Assigned task: What you should copy is the line containing "[[280,549],[295,475],[230,392],[176,416],[177,543]]" and all lines after it in the entries below, exactly and without anything added.

(Records from a dataset)
________________
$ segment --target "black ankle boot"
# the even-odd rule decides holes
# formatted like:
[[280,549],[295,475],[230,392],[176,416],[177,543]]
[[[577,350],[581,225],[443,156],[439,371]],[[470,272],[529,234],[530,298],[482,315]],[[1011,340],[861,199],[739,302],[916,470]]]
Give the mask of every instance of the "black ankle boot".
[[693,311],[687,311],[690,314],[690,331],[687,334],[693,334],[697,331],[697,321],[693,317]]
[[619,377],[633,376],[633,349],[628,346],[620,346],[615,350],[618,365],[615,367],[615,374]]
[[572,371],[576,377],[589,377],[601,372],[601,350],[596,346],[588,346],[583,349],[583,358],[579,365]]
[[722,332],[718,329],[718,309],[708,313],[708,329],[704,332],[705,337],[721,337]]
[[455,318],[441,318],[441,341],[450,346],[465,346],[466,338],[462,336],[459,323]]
________________
Exercise answer:
[[280,549],[295,475],[230,392],[176,416],[177,543]]
[[[577,350],[581,225],[443,156],[439,371]],[[470,272],[529,234],[530,298],[482,315]],[[1011,340],[861,199],[739,302],[916,470]]]
Give the mask of every instance of the "black ankle boot".
[[693,311],[687,311],[690,314],[690,331],[687,334],[693,334],[697,331],[697,321],[693,317]]
[[619,377],[633,376],[633,349],[628,346],[620,346],[615,350],[618,365],[615,367],[615,374]]
[[572,371],[576,377],[589,377],[601,372],[601,350],[596,346],[588,346],[583,349],[583,358],[579,365]]
[[722,332],[718,329],[718,309],[708,313],[708,329],[704,332],[705,337],[721,337]]
[[455,318],[441,318],[441,341],[450,346],[465,346],[466,338],[462,336],[459,323]]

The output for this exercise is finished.